Task objective:
Copy out all of the records below word for word, leaving out the pictures.

»»

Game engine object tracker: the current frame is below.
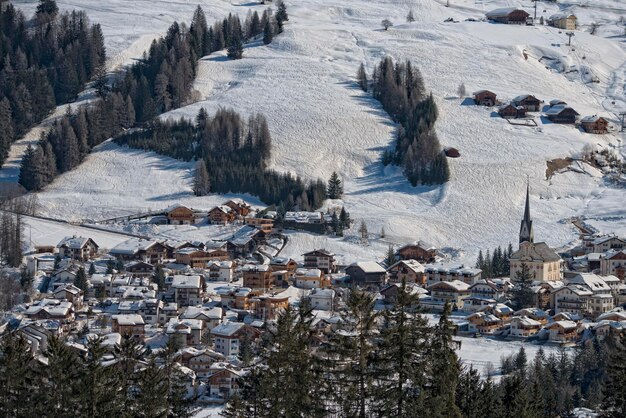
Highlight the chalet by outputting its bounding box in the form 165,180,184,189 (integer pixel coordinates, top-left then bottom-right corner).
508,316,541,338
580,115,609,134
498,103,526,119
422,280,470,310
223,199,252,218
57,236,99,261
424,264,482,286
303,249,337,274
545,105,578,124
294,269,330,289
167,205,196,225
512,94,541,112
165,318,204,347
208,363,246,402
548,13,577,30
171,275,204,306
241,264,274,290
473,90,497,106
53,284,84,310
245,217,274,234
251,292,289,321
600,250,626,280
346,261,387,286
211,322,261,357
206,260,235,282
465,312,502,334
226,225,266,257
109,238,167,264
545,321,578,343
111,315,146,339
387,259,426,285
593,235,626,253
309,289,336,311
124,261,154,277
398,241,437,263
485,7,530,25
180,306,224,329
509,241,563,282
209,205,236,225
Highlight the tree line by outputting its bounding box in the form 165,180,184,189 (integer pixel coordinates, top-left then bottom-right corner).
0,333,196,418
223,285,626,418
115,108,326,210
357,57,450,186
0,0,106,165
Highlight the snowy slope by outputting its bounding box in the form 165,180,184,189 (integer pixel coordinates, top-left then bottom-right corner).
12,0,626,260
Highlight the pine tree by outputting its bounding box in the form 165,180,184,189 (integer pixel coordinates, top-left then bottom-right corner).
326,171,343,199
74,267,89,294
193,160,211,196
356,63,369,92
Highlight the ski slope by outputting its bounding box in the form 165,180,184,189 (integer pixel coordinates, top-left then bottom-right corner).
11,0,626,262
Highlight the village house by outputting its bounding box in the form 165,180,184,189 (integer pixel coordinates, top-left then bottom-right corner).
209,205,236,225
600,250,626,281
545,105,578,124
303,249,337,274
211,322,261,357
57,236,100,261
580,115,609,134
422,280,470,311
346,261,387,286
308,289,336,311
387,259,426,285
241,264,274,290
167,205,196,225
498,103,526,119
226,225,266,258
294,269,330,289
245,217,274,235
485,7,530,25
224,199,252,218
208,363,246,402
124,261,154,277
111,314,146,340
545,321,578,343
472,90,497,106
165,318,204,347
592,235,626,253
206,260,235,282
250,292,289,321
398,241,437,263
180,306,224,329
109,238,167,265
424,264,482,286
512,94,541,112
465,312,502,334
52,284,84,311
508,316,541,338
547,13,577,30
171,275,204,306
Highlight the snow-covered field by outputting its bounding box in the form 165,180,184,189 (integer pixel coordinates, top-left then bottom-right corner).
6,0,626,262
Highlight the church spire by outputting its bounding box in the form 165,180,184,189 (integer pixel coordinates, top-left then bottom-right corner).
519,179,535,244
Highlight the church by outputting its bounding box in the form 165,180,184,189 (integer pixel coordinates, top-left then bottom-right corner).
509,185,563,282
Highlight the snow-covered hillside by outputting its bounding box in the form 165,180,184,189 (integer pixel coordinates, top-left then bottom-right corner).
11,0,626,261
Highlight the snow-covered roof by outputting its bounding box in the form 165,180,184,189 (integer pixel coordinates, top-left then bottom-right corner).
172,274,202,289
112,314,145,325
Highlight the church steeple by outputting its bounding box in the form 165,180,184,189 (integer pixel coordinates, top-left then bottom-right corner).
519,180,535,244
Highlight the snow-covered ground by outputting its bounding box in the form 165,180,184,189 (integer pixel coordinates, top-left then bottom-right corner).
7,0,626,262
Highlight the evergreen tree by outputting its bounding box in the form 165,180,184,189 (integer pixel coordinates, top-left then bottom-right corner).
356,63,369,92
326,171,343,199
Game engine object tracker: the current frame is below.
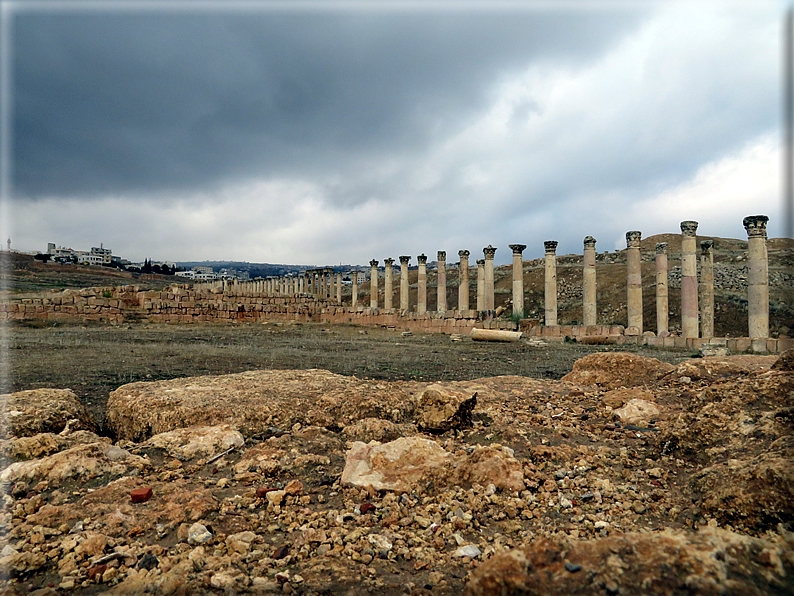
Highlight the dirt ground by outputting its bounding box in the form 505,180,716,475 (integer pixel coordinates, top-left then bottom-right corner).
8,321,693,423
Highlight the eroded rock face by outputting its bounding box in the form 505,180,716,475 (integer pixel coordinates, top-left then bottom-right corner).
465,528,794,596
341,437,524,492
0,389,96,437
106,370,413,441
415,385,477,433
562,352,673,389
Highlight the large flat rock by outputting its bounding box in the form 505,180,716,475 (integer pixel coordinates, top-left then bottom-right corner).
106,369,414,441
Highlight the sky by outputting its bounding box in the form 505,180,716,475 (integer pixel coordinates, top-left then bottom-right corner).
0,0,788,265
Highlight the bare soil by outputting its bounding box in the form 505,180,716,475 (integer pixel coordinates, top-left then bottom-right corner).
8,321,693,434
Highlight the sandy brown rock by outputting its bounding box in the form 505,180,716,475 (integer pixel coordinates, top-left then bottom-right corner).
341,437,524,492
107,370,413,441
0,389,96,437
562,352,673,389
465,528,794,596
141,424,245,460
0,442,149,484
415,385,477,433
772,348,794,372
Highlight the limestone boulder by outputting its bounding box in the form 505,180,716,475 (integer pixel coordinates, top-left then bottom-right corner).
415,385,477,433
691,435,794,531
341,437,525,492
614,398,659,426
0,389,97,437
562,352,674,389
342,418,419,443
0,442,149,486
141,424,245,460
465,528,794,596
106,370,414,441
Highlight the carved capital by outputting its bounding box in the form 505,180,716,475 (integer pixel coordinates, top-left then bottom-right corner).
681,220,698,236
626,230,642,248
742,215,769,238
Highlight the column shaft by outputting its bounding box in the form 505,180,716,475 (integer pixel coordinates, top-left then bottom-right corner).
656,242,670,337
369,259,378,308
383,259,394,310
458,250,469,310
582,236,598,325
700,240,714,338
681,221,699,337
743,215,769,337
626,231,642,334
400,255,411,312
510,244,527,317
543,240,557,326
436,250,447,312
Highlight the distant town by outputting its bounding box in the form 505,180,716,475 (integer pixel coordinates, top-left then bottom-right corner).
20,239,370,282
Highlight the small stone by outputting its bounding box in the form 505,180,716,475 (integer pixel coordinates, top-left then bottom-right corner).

««

Solution to the problem:
Game engine object tracker: the current frame is below.
Highlight the chalet by outputting its bounding box in the form 165,180,184,189 (integer pixel coordinates, top-left then bottom-right corner).
508,316,541,338
580,115,609,134
498,103,526,119
422,280,470,310
223,199,252,218
57,236,99,261
424,264,482,286
303,249,337,274
545,105,578,124
294,269,330,289
167,205,196,225
512,94,541,112
165,318,204,347
208,363,246,402
548,13,577,30
171,275,204,306
241,264,274,290
473,90,497,106
53,284,84,310
245,217,274,234
251,292,289,321
600,250,626,280
346,261,387,286
211,322,261,357
206,260,235,282
465,312,502,334
226,225,266,257
109,238,167,264
545,321,578,343
111,315,146,339
387,259,426,285
593,235,626,253
309,289,336,311
124,261,154,277
398,241,437,263
485,7,530,25
180,306,224,329
509,241,563,282
209,205,236,225
Highlight the tree line by outputting its bounding box in the form 165,180,184,189 (integer pixel coordinates, top-left then bottom-right corner).
0,333,196,418
223,285,626,418
115,108,326,210
357,57,450,186
0,0,106,165
Highlight the snowy slope by outputting its bounding box in the form 165,180,184,189 (integer pixel coordinates, top-left then bottom-right corner).
12,0,626,260
Highlight the pine tree by outputting its bounding box in the form 165,180,184,189 (integer pixel coordinates, top-left then bottom-right corner).
326,171,343,199
74,267,89,294
193,160,211,196
356,63,369,92
Highlight the ski slope by outputting its bounding box in the form 165,180,184,189 (integer pixel coordinates, top-left then bottom-right corner).
11,0,626,262
Highlight the village house by outputting its bounding box in the form 165,180,184,189 (integer pixel coordinates, top-left then bottom-right corner).
209,205,236,225
600,250,626,281
545,105,578,124
303,249,337,274
211,322,261,357
57,236,100,261
580,115,609,134
422,280,470,311
346,261,387,286
308,289,336,311
387,259,426,285
241,264,274,290
167,205,196,225
498,103,526,119
226,225,266,258
294,269,330,289
245,217,274,235
485,7,530,25
224,199,252,218
208,363,246,402
124,261,154,277
111,314,146,340
545,321,578,343
472,90,497,106
165,318,204,347
592,235,626,253
206,260,235,282
250,292,289,321
398,241,437,263
180,306,224,329
109,238,167,265
424,264,482,286
512,94,541,112
465,312,502,334
52,284,84,311
508,316,541,338
547,13,577,30
171,275,204,306
Highlight the snow-covered field by outputting its bounding box in the form 165,180,184,189 (integer pixel coordinates, top-left then bottom-right corner).
6,0,626,262
Highlight the church spire by outputting its bounding box in the form 165,180,184,189 (integer pixel coordinates, top-left then bottom-right corner).
519,179,535,244
Highlight the church by outputting its bounding box in the form 165,180,184,189 (integer pixel coordinates, top-left then bottom-right corner).
509,185,563,282
Highlight the snow-covered hillside by outputting its bounding box in the form 165,180,184,189 (integer pixel coordinates, top-left then bottom-right corner).
11,0,626,261
Highlight the snow-covered roof by outputting its bounding box in the form 165,180,184,189 (integer pixel coordinates, top-left then bottom-right corner).
172,274,202,289
112,314,145,325
Highlight the church steeple by outputting its bounding box in the form 165,180,184,189 (integer pixel coordinates, top-left then bottom-right corner).
519,180,535,244
Highlight the snow-covered ground by outputting its bounding box in the form 165,180,184,189 (integer pixel coordinates, top-left then bottom-right corner).
7,0,626,262
Highlight the evergreen tree by outputting its bounding box in the form 165,180,184,189 (integer pixel coordinates, top-left then bottom-right corner).
356,63,369,92
326,171,343,199
Game engine object tracker: the current frame is below.
Highlight the dirt ground by outputting its bounding box in the form 505,180,716,475 (integer pixel coordinates, top-left then bottom-right corner).
8,321,693,423
Highlight the eroded rock face by outputting its bounding box in the form 505,180,716,475 (integer pixel coordinates, top-left then bottom-right corner).
465,528,794,596
341,437,524,492
0,389,96,437
106,370,413,441
415,385,477,433
562,352,673,389
Highlight the large flat rock by outputting its bounding box in the form 505,180,716,475 (integer pixel coordinates, top-left then bottom-right corner).
106,369,414,441
Highlight the sky by outputting its bounding box in the form 505,180,716,475 (integer pixel coordinates, top-left then bottom-right corner).
0,0,788,265
Highlight the bare soil by outputting its bounding box in the form 505,180,716,475 (integer pixel coordinates, top-left then bottom-right corner).
8,321,693,434
Highlight the sandy brown rock by outputting its bounding box in the form 505,180,716,475 (integer pixel coordinates, top-left then bottom-right corner).
341,437,524,492
107,370,413,441
0,389,96,437
562,352,673,389
465,528,794,596
141,424,245,460
0,442,149,484
415,385,477,433
772,348,794,372
Highlight the limestone boulder by outputting its bounding box in the form 505,180,716,475 (integer pixel coordinates, top-left then bottom-right corner).
415,385,477,433
691,435,794,531
341,437,525,492
614,398,659,426
0,389,97,437
562,352,674,389
342,418,419,443
0,442,149,486
141,424,245,460
465,528,794,596
106,370,414,441
Highlight the carved capital by outputting its bounding box in the form 505,180,716,475 (integer pixel coordinates, top-left then bottom-right corner).
681,220,698,236
626,230,642,248
742,215,769,238
Highlight the column shaft by outputting its bounding box in the form 505,180,716,475 (integer pixel coordinates, top-left then bottom-right corner).
656,242,670,337
369,259,378,308
383,259,394,310
458,250,469,310
582,236,598,325
700,240,714,338
681,221,699,337
743,215,769,337
626,231,642,334
400,255,411,312
510,244,527,317
543,240,557,326
436,250,447,312
Highlight the distant town by outputting its bounding box in the form 505,180,716,475 (integer pixel coordinates, top-left then bottom-right corner).
20,239,370,282
Highlight the small stone by outputting its bounding box in the form 505,180,716,475 (integer pixel coordinates, top-left then bottom-right corner).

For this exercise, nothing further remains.